• [Text excerpt]:

###

In the case of Swedish Transport Workers Union v. Sweden,
The
European Court of Human Rights (Second Section), sitting as a Chamber
composed of:
Mr J.-P. Costa,
President,
Mr A.B. Baka,
Mr I. Cabral
Barreto,
Mr M. Ugrekhelidze,
Mrs A.
Mularoni,
Mrs E. Fura-Sandström,
Ms D.
Jočienė, judges,
and Mrs S. Dollé, Section
Registrar,
Having
deliberated in private on 30 November 2004 and on 27 June 2006,
Delivers
the following judgment, which was adopted on the last mentioned
date:
PROCEDURE
- The
case originated in an application (no. 53507/99) against the Kingdom
of Sweden lodged with the Court under Article 34 of the Convention
for the Protection of Human Rights and Fundamental Freedoms (“the
Convention”) by the Swedish Transport Workers Union (Svenska
Transportarbetareförbundet - “the applicant”),
on 17 August 1999.
- The
applicant was represented by Mr K. Junesjö, a lawyer practising
in Stockholm. The Swedish Government (“the Government”)
were represented by their Agent, Mrs E. Jagander, of the Ministry for
Foreign Affairs.
- The
applicant complained that its lack of access to a court under Swedish
law to challenge the Competition Authority’s decision of
19 February 1990 had violated Article 6 § 1 of the
Convention.
- The
application was allocated to the Second Section of the Court (Rule 52
§ 1 of the Rules of Court). Within that Section, the
Chamber that would consider the case (Article 27 § 1 of the
Convention) was constituted as provided in Rule 26 § 1.
- By
a decision of 30 November 2004, the Court declared the application
partly admissible.
6. The
applicant and the Government each filed observations on the merits
and the question of just satisfaction under Article 41 of the
Convention (Rule 60). Subsequently, the Government requested the
Court to strike the application out of its list of cases.

###

• [Given data]:
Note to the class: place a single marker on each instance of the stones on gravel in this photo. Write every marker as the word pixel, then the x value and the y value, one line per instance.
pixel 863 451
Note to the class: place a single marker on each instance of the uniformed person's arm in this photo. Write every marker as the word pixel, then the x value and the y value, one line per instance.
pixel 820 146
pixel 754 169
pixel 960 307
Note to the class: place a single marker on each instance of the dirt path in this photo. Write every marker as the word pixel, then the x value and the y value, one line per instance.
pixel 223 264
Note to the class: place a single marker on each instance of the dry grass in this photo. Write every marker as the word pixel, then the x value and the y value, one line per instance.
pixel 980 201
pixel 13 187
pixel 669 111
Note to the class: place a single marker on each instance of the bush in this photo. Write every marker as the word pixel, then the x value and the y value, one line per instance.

###

• [Written tasks]:
a) Give a two-sentence summary of the judgment excerpt.
b) According to the judgment excerpt, are these statements true? Answer yes or no for each and quote the words that settle it. (i) The applicant's lawyer practiced in Stockholm. (ii) The Court declared the application fully admissible. (iii) The application was allocated to the First Section of the Court.
c) Pull out everything in the judgment excerpt from "were represented by" down to "Rule 26 § 1.", copied word for word.
Rely only on the judgment excerpt, not on any of the material.

• [Task answers]:
a) The Swedish Transport Workers Union lodged an application against Sweden with the European Court of Human Rights on 17 August 1999. It complained that its lack of access to a court under Swedish law to challenge the Competition Authority's decision of 19 February 1990 violated Article 6 § 1 of the Convention, and after the Court declared the application partly admissible on 30 November 2004, the Government asked the Court to strike it out of its list of cases.

b)
(i) Yes: "represented by Mr K. Junesjö, a lawyer practising in Stockholm"
(ii) No: "the Court declared the application partly admissible"
(iii) No: "application was allocated to the Second Section of the Court"

c)
were represented by their Agent, Mrs E. Jagander, of the Ministry for
Foreign Affairs.
- The
applicant complained that its lack of access to a court under Swedish
law to challenge the Competition Authority’s decision of
19 February 1990 had violated Article 6 § 1 of the
Convention.
- The
application was allocated to the Second Section of the Court (Rule 52
§ 1 of the Rules of Court). Within that Section, the
Chamber that would consider the case (Article 27 § 1 of the
Convention) was constituted as provided in Rule 26 § 1.